# start of SELECTED PASSAGE
As shown in FIGS. 1 to 3, the connecting portion 7 connects the proximal-side optical fiber 5 and the distal-side optical fiber 6 to each other. The connecting portion 7 has the role of optically coupling the plurality of cores 52 (see FIG. 4) of the proximal-side optical fiber 5 and the plurality of cores 62 (see FIG. 5) of the distal-side optical fiber 6 to each other individually. The connecting portion 7 of the present example is a connector connecting portion 71 that mechanically connects the proximal-side optical fiber 5 and the distal-side optical fiber 6 to each other.

As shown in FIGS. 3 and 7, the connector connecting portion 71 has a proximal-side connector 72, a distal-side connector 73, and an adapter 74.

The proximal-side connector 72 is provided at a distal portion of the proximal-side optical fiber 5 and has a connection surface 721 where the distal end of the proximal-side optical fiber 5 is exposed. Although not shown, an insertion hole is formed in the proximal-side connector 72. The distal portion of the proximal-side optical fiber 5 is inserted through the insertion hole and is exposed from the connection surface 721 of the proximal-side connector 72.

The distal-side connector 73 is provided at a proximal portion of the distal-side optical fiber 6 and has a connection surface 731 from which a proximal end of the distal-side optical fiber 6 is exposed. Although not shown, an insertion hole is formed in the distal-side connector 73. The proximal portion of the distal-side optical fiber 6 is inserted through the insertion hole and is exposed from the connection surface 731 of the distal-side connector 73.
# end of SELECTED PASSAGE
# start of DATASET ROWS
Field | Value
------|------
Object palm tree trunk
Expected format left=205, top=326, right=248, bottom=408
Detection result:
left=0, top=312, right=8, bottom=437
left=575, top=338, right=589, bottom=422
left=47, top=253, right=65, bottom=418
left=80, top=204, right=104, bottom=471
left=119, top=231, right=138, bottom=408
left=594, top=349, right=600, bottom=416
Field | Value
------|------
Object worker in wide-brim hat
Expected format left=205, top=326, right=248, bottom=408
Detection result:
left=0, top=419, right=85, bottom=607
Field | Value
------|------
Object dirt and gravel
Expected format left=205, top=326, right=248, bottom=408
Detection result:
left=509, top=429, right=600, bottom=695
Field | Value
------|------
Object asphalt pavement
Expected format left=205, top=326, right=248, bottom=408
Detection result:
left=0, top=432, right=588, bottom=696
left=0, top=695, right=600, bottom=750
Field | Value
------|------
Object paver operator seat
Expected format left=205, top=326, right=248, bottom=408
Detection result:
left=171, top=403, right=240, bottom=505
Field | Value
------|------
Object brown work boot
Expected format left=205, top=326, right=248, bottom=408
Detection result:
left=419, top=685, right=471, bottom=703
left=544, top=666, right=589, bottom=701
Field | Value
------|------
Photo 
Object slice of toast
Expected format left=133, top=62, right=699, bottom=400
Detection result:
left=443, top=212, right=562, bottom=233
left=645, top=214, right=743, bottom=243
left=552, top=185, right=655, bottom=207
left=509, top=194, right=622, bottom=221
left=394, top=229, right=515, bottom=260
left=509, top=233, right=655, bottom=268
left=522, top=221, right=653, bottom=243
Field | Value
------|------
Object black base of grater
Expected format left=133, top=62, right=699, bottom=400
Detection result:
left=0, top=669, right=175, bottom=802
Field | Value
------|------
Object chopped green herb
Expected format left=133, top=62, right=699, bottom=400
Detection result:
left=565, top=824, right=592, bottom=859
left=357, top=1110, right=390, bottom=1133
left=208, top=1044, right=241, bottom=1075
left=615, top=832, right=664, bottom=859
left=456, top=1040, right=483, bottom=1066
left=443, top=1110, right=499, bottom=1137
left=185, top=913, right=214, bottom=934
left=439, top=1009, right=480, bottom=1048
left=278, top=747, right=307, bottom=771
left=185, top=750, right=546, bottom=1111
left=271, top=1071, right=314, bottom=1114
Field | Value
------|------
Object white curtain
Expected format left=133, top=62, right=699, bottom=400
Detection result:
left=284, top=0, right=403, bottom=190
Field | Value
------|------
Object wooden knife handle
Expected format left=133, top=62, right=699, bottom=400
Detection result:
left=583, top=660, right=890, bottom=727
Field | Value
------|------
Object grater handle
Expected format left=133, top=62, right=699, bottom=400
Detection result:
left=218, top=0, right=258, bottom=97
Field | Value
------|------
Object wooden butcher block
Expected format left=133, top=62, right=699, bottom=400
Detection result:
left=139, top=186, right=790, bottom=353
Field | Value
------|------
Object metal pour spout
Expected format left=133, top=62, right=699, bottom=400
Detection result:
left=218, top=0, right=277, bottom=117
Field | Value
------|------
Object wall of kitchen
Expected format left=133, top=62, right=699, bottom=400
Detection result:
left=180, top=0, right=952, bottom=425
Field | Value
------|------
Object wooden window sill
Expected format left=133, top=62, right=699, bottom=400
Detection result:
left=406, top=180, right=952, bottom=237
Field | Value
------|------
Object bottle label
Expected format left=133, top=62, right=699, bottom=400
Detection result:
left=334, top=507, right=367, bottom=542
# end of DATASET ROWS
OBJECTIVE. Could you return the part of the optical fiber connector passage between "The distal-side connector 73 is" and "of the distal-side connector 73.", inclusive, copied word for word?

ANSWER FOR THE TASK.
The distal-side connector 73 is provided at a proximal portion of the distal-side optical fiber 6 and has a connection surface 731 from which a proximal end of the distal-side optical fiber 6 is exposed. Although not shown, an insertion hole is formed in the distal-side connector 73. The proximal portion of the distal-side optical fiber 6 is inserted through the insertion hole and is exposed from the connection surface 731 of the distal-side connector 73.